* _ESTRATTO_
━━━━━━━━━━━━━━━━
Tresca viene ucciso nel 1943 mentre cammina sulla Fifth
Avenue da un sicario che avrebbe agito su ordine del padrino
Vito Genovese. Ai suoi funerali partecipano circa 5000
persone.
Leggende nere e innocenti veri
Oltre ai "sovversivi", a contribuire alla pessima fama degli
italiani negli anni di inizio novecento è anche la Mano
Nera, la mafia degli italo-americani.
È in
questo clima di ostilità e pregiudizio verso gli italiani
che vengono arrestati gli anarchici Nicola Sacco e
Bartolomeo Vanzetti, accusati di rapina e omicidio. I due
vengono condannati a morte nel 1927, nonostante l'assenza di
prove e la confessione di un detenuto portoricano li
scagioni. A poco servono il sostegno di intellettuali come
Albert Einstein, Dorothy Parker e George Bernard Shaw e
l'intervento ufficiale del governo di Benito Mussolini:
nulla può salvarli.
La
riabilitazione avverrà solo 50 anni più tardi, nel 1977, per
opera del Governatore del Massachusetts, Michael Dukakis.
Luci e ombre dell'l'integrazione
Come fare a integrare gli
italiani nella società newyorkese? Un gruppo di missionarie
con a capo la suora protestante Anna Ruddy si offre di
portare l'America nei quartieri dove gli italiani vivono
segregati: nasce la
Harlem House,
un centro sociale, dove le missionarie forniscono assistenza
sanitaria a bambini e adulti e impartiscono loro lezioni di
inglese e di educazione civica.
━━━━━━━━━━━━━━━━
* _APPLICA QUANTO LETTO_
[a] Riassumi in due frasi il brano sugli italiani a New York.
[b] Prosegui il brano sugli italiani a New York dal punto in cui si interrompe.

* _MATERIALE FORNITO_
━━━━━━━━━━━━━━━━
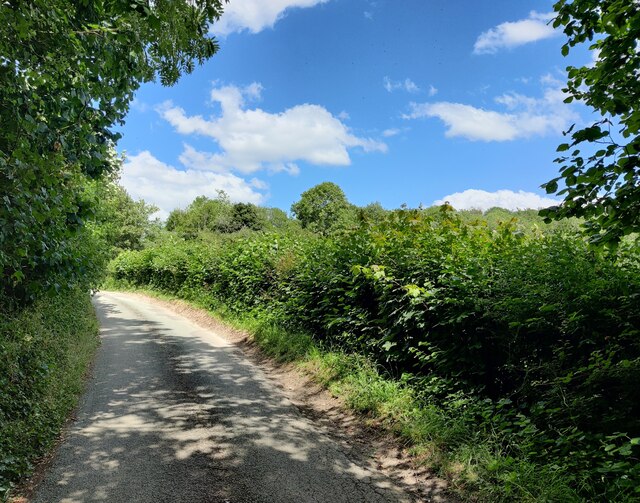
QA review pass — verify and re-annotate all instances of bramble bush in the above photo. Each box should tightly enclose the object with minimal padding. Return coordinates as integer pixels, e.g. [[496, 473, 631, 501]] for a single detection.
[[111, 206, 640, 500], [0, 288, 98, 500]]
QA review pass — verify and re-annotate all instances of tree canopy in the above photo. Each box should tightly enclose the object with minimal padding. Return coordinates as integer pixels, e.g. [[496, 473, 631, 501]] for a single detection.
━━━━━━━━━━━━━━━━
* _RISPOSTE SCRITTE_
[a] In un clima di ostilità e pregiudizio verso gli italiani, alimentato anche dalla Mano Nera, gli anarchici Nicola Sacco e Bartolomeo Vanzetti vengono condannati a morte nel 1927 nonostante l'assenza di prove, e riabilitati solo nel 1977 dal governatore del Massachusetts Michael Dukakis. Per integrare gli italiani nella società newyorkese, un gruppo di missionarie guidato dalla suora protestante Anna Ruddy fonda la Harlem House, un centro sociale che offre assistenza sanitaria e lezioni di inglese e di educazione civica.

[b]
Inizia così la fase di "assimilazione" degli italiani. I
primi tempi non sono facili. Ai bambini viene vietato
parlare l'italiano a scuola. Anche le usanze italiane
vengono bandite: le assistenti sociali arrivano a
consigliare alle donne di smettere di usare l'olio di oliva
a favore del burro. Un brutto colpo per la cucina italiana.
Che si prenderà la sua rivincita più volte. L'ultima nel
2013 quando l'emporio Eataly risulterà il terzo luogo più
visitato di New York, in base agli scontrini emessi, dopo
l'Empire State Building e il Metropolitan Museum.
I politici italo-americani
Nel 1916 il Congresso degli Stati Uniti elegge il primo
deputato italo-americano: è Fiorello La Guardia, figlio di
un musicista di Cerignola. Nel 1933 diventa sindaco di New
York, guadagnandosi la fama di amministratore onesto e
competente: lavora nel solco del New Deal del Presidente
Roosevelt per mettere fine alla grande Depressione,
costruendo scuole, parchi e case popolari. Combatte la mafia
ed è tra i primi uomini politici americani a schierarsi
contro fascismo e nazismo.
Morirà nel 1947, in tempo per vedersi dedicato il secondo
aeroporto di New York di cui, secondo un sondaggio, è stato
il sindaco più amato di sempre.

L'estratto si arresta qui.